=== Task description ===
List every line in the rows below that contains the string "cliff".

=== Supplied material ===
··········
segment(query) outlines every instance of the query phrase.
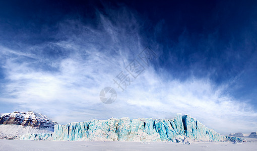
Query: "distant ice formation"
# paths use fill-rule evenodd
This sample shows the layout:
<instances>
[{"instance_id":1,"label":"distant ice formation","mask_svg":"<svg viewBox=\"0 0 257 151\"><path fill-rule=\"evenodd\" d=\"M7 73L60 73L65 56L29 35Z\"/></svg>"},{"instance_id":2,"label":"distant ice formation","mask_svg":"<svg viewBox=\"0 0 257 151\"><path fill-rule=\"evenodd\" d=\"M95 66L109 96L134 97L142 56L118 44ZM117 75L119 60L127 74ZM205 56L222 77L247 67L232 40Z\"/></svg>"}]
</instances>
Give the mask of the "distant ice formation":
<instances>
[{"instance_id":1,"label":"distant ice formation","mask_svg":"<svg viewBox=\"0 0 257 151\"><path fill-rule=\"evenodd\" d=\"M223 136L206 127L190 115L177 114L173 119L110 118L92 120L54 126L52 133L26 134L26 140L105 140L184 142L192 141L246 141Z\"/></svg>"}]
</instances>

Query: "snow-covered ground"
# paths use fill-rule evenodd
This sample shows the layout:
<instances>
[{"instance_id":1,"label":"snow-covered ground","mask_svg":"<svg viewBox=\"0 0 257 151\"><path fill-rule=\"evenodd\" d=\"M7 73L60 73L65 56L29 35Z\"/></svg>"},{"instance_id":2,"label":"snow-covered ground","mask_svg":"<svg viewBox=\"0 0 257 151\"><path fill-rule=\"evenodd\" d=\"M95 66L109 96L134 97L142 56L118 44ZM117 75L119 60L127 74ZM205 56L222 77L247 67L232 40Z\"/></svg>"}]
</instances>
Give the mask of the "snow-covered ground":
<instances>
[{"instance_id":1,"label":"snow-covered ground","mask_svg":"<svg viewBox=\"0 0 257 151\"><path fill-rule=\"evenodd\" d=\"M0 139L5 137L12 137L27 133L50 133L50 128L38 129L30 126L22 126L20 125L0 125Z\"/></svg>"},{"instance_id":2,"label":"snow-covered ground","mask_svg":"<svg viewBox=\"0 0 257 151\"><path fill-rule=\"evenodd\" d=\"M257 138L250 142L193 142L179 143L132 141L40 141L0 140L0 150L256 150Z\"/></svg>"}]
</instances>

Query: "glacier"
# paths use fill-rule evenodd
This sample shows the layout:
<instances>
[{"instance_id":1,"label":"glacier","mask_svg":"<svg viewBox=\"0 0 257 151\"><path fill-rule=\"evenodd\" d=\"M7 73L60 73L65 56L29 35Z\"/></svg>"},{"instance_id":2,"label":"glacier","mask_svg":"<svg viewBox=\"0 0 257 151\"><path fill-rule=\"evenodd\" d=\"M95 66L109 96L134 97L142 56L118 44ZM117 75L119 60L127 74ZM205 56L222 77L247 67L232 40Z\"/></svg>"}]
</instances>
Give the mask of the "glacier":
<instances>
[{"instance_id":1,"label":"glacier","mask_svg":"<svg viewBox=\"0 0 257 151\"><path fill-rule=\"evenodd\" d=\"M173 119L93 119L54 125L53 133L26 134L24 140L172 141L238 141L246 140L223 136L208 128L190 115L177 114Z\"/></svg>"}]
</instances>

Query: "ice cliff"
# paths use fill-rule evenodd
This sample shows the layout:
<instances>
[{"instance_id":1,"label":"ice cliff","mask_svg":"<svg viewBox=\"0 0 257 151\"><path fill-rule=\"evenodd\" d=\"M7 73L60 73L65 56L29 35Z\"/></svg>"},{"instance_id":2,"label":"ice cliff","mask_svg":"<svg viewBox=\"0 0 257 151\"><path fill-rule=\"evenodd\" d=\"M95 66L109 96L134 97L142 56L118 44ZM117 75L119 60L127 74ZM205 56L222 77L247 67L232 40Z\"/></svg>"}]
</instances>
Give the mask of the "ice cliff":
<instances>
[{"instance_id":1,"label":"ice cliff","mask_svg":"<svg viewBox=\"0 0 257 151\"><path fill-rule=\"evenodd\" d=\"M243 138L221 135L190 116L177 114L173 119L110 118L54 126L52 133L27 134L21 139L54 140L239 141Z\"/></svg>"}]
</instances>

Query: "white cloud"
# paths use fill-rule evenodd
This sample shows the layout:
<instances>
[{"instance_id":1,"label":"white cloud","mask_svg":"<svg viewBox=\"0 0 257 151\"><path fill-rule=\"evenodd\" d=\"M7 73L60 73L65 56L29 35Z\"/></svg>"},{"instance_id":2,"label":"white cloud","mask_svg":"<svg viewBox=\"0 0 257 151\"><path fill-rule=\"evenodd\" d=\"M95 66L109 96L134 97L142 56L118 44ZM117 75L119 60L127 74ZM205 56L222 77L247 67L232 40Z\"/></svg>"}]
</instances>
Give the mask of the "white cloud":
<instances>
[{"instance_id":1,"label":"white cloud","mask_svg":"<svg viewBox=\"0 0 257 151\"><path fill-rule=\"evenodd\" d=\"M1 101L16 103L14 109L35 110L62 123L111 117L172 118L181 112L218 132L256 130L256 113L249 105L235 100L225 93L226 87L217 87L208 77L189 77L181 82L150 66L125 92L119 91L112 79L145 46L135 17L124 15L127 20L119 23L120 19L110 20L100 14L99 26L104 28L65 21L59 23L56 37L66 40L24 45L26 53L0 47L8 81L4 87L7 96ZM75 25L79 34L74 34ZM49 45L69 53L50 59L42 55ZM156 48L162 50L159 45ZM55 69L38 67L42 62ZM107 86L118 92L117 100L111 105L102 103L99 98L101 89Z\"/></svg>"}]
</instances>

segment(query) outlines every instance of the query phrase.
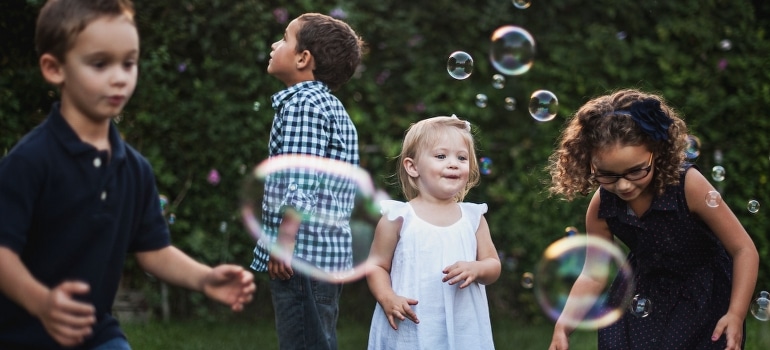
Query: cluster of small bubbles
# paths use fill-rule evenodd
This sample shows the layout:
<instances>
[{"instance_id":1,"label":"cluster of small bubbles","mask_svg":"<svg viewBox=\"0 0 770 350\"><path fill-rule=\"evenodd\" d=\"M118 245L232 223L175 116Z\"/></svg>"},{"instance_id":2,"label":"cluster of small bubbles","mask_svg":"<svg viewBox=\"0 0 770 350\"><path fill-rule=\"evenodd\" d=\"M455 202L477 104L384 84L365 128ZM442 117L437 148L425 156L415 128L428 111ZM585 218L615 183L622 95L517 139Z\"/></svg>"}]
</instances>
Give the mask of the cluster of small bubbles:
<instances>
[{"instance_id":1,"label":"cluster of small bubbles","mask_svg":"<svg viewBox=\"0 0 770 350\"><path fill-rule=\"evenodd\" d=\"M716 182L722 182L725 180L725 168L721 165L715 165L711 168L711 178Z\"/></svg>"},{"instance_id":2,"label":"cluster of small bubbles","mask_svg":"<svg viewBox=\"0 0 770 350\"><path fill-rule=\"evenodd\" d=\"M695 159L700 155L700 139L695 135L687 135L687 148L684 150L687 159Z\"/></svg>"},{"instance_id":3,"label":"cluster of small bubbles","mask_svg":"<svg viewBox=\"0 0 770 350\"><path fill-rule=\"evenodd\" d=\"M711 190L706 193L706 205L711 208L716 208L722 204L722 195L719 192Z\"/></svg>"},{"instance_id":4,"label":"cluster of small bubbles","mask_svg":"<svg viewBox=\"0 0 770 350\"><path fill-rule=\"evenodd\" d=\"M752 199L746 208L749 210L749 213L756 214L759 211L759 202L756 199Z\"/></svg>"},{"instance_id":5,"label":"cluster of small bubbles","mask_svg":"<svg viewBox=\"0 0 770 350\"><path fill-rule=\"evenodd\" d=\"M535 57L535 39L524 28L502 26L492 33L489 60L505 75L521 75L529 71Z\"/></svg>"},{"instance_id":6,"label":"cluster of small bubbles","mask_svg":"<svg viewBox=\"0 0 770 350\"><path fill-rule=\"evenodd\" d=\"M505 106L505 109L508 111L516 110L516 99L513 97L506 97L503 106Z\"/></svg>"},{"instance_id":7,"label":"cluster of small bubbles","mask_svg":"<svg viewBox=\"0 0 770 350\"><path fill-rule=\"evenodd\" d=\"M489 175L492 173L492 159L489 157L479 158L479 171L481 175Z\"/></svg>"},{"instance_id":8,"label":"cluster of small bubbles","mask_svg":"<svg viewBox=\"0 0 770 350\"><path fill-rule=\"evenodd\" d=\"M529 114L539 122L553 120L558 109L559 100L548 90L537 90L529 98Z\"/></svg>"},{"instance_id":9,"label":"cluster of small bubbles","mask_svg":"<svg viewBox=\"0 0 770 350\"><path fill-rule=\"evenodd\" d=\"M647 317L652 312L652 301L639 294L634 295L628 305L628 310L636 317Z\"/></svg>"},{"instance_id":10,"label":"cluster of small bubbles","mask_svg":"<svg viewBox=\"0 0 770 350\"><path fill-rule=\"evenodd\" d=\"M211 169L209 171L209 174L206 176L206 181L208 181L208 183L212 185L217 185L219 184L219 180L221 179L219 177L219 172L217 171L217 169Z\"/></svg>"},{"instance_id":11,"label":"cluster of small bubbles","mask_svg":"<svg viewBox=\"0 0 770 350\"><path fill-rule=\"evenodd\" d=\"M486 108L487 107L487 101L489 101L489 99L487 98L487 95L485 95L485 94L477 94L476 95L476 107Z\"/></svg>"},{"instance_id":12,"label":"cluster of small bubbles","mask_svg":"<svg viewBox=\"0 0 770 350\"><path fill-rule=\"evenodd\" d=\"M535 285L535 275L532 272L525 272L521 275L521 286L531 289Z\"/></svg>"},{"instance_id":13,"label":"cluster of small bubbles","mask_svg":"<svg viewBox=\"0 0 770 350\"><path fill-rule=\"evenodd\" d=\"M449 55L446 70L452 78L463 80L473 73L473 58L465 51L455 51Z\"/></svg>"},{"instance_id":14,"label":"cluster of small bubbles","mask_svg":"<svg viewBox=\"0 0 770 350\"><path fill-rule=\"evenodd\" d=\"M751 314L760 321L770 320L770 293L759 292L759 297L751 304Z\"/></svg>"},{"instance_id":15,"label":"cluster of small bubbles","mask_svg":"<svg viewBox=\"0 0 770 350\"><path fill-rule=\"evenodd\" d=\"M529 0L511 0L513 6L519 10L528 9L532 3Z\"/></svg>"},{"instance_id":16,"label":"cluster of small bubbles","mask_svg":"<svg viewBox=\"0 0 770 350\"><path fill-rule=\"evenodd\" d=\"M719 48L722 51L730 51L733 48L733 43L728 39L724 39L719 42Z\"/></svg>"},{"instance_id":17,"label":"cluster of small bubbles","mask_svg":"<svg viewBox=\"0 0 770 350\"><path fill-rule=\"evenodd\" d=\"M505 87L505 76L502 74L495 74L492 76L492 87L495 89L502 89Z\"/></svg>"},{"instance_id":18,"label":"cluster of small bubbles","mask_svg":"<svg viewBox=\"0 0 770 350\"><path fill-rule=\"evenodd\" d=\"M635 288L623 251L594 235L563 237L549 245L535 275L535 297L546 316L573 328L597 329L616 322L625 313ZM591 292L570 295L578 278L606 283ZM571 310L585 312L565 310L568 300L576 307Z\"/></svg>"}]
</instances>

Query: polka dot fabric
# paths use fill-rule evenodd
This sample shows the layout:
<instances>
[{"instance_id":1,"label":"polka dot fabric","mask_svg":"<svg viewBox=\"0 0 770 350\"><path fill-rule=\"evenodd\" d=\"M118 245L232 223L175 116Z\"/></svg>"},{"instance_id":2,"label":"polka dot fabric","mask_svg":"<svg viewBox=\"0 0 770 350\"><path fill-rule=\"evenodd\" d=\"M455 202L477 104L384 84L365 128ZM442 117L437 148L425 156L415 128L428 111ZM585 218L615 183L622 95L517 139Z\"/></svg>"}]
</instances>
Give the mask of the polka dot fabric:
<instances>
[{"instance_id":1,"label":"polka dot fabric","mask_svg":"<svg viewBox=\"0 0 770 350\"><path fill-rule=\"evenodd\" d=\"M679 185L656 196L641 217L625 201L600 189L599 217L630 249L634 294L647 298L652 308L646 317L626 310L618 322L600 329L599 349L726 347L724 336L712 342L711 333L730 303L732 260L708 226L690 213L684 174L691 167L688 164Z\"/></svg>"}]
</instances>

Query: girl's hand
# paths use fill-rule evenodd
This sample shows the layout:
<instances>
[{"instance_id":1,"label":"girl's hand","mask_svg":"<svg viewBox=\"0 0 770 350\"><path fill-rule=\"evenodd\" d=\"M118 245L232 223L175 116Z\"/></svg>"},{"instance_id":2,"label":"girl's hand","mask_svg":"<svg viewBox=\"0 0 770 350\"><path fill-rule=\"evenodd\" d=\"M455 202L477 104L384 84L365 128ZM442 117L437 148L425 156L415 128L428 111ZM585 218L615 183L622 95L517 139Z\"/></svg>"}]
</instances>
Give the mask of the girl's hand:
<instances>
[{"instance_id":1,"label":"girl's hand","mask_svg":"<svg viewBox=\"0 0 770 350\"><path fill-rule=\"evenodd\" d=\"M480 271L479 264L476 261L458 261L452 265L444 268L441 272L445 274L441 282L449 282L449 284L455 284L460 281L465 281L460 285L460 289L470 286L471 283L476 281Z\"/></svg>"},{"instance_id":2,"label":"girl's hand","mask_svg":"<svg viewBox=\"0 0 770 350\"><path fill-rule=\"evenodd\" d=\"M548 350L568 350L569 349L569 335L567 332L556 326L553 330L553 336L551 337L551 345L548 346Z\"/></svg>"},{"instance_id":3,"label":"girl's hand","mask_svg":"<svg viewBox=\"0 0 770 350\"><path fill-rule=\"evenodd\" d=\"M740 350L743 341L743 319L729 312L722 316L711 334L711 341L719 340L723 334L727 338L725 350Z\"/></svg>"},{"instance_id":4,"label":"girl's hand","mask_svg":"<svg viewBox=\"0 0 770 350\"><path fill-rule=\"evenodd\" d=\"M420 323L420 320L417 319L417 314L412 310L412 305L417 305L417 300L395 294L380 302L380 306L382 306L382 310L388 318L388 323L390 323L390 327L394 330L398 330L396 319L403 321L408 318L414 323Z\"/></svg>"}]
</instances>

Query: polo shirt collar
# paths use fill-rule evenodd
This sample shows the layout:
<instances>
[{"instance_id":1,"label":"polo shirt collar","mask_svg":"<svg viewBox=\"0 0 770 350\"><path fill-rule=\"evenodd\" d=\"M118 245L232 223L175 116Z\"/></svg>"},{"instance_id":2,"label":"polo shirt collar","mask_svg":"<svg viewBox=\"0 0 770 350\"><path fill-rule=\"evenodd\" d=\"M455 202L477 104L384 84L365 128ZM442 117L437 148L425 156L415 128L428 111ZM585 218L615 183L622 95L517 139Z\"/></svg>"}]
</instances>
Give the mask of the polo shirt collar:
<instances>
[{"instance_id":1,"label":"polo shirt collar","mask_svg":"<svg viewBox=\"0 0 770 350\"><path fill-rule=\"evenodd\" d=\"M76 156L85 152L93 151L94 146L83 142L75 133L60 111L61 103L55 102L51 107L51 113L48 114L49 130L56 136L63 148L71 155ZM111 156L113 161L123 160L126 157L126 146L114 123L110 123L109 138L111 145Z\"/></svg>"}]
</instances>

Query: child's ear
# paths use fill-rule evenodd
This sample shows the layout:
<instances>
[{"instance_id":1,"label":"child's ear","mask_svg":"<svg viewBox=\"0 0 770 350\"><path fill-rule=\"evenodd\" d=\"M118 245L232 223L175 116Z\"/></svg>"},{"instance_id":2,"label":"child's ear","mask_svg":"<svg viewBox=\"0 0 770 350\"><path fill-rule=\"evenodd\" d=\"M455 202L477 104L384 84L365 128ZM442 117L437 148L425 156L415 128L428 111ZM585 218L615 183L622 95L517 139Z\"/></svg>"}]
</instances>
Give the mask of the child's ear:
<instances>
[{"instance_id":1,"label":"child's ear","mask_svg":"<svg viewBox=\"0 0 770 350\"><path fill-rule=\"evenodd\" d=\"M64 69L56 57L49 53L40 56L40 72L51 85L60 86L64 83Z\"/></svg>"},{"instance_id":2,"label":"child's ear","mask_svg":"<svg viewBox=\"0 0 770 350\"><path fill-rule=\"evenodd\" d=\"M308 50L304 50L297 55L297 70L306 68L310 68L311 71L315 70L315 59L313 59L313 54Z\"/></svg>"},{"instance_id":3,"label":"child's ear","mask_svg":"<svg viewBox=\"0 0 770 350\"><path fill-rule=\"evenodd\" d=\"M411 177L419 177L420 173L417 172L417 167L414 164L414 159L406 157L404 158L404 164L402 164L406 173Z\"/></svg>"}]
</instances>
··········
=== Solution to the problem ===
Query: "ice cliff"
[{"instance_id":1,"label":"ice cliff","mask_svg":"<svg viewBox=\"0 0 257 151\"><path fill-rule=\"evenodd\" d=\"M7 73L60 73L65 56L29 35Z\"/></svg>"},{"instance_id":2,"label":"ice cliff","mask_svg":"<svg viewBox=\"0 0 257 151\"><path fill-rule=\"evenodd\" d=\"M95 66L109 96L134 97L142 56L118 44ZM117 75L119 60L127 74ZM205 56L222 77L247 67L232 40Z\"/></svg>"}]
Give the mask of the "ice cliff":
[{"instance_id":1,"label":"ice cliff","mask_svg":"<svg viewBox=\"0 0 257 151\"><path fill-rule=\"evenodd\" d=\"M243 138L221 135L190 116L177 114L173 119L110 118L54 126L52 133L27 134L21 139L54 140L239 141Z\"/></svg>"}]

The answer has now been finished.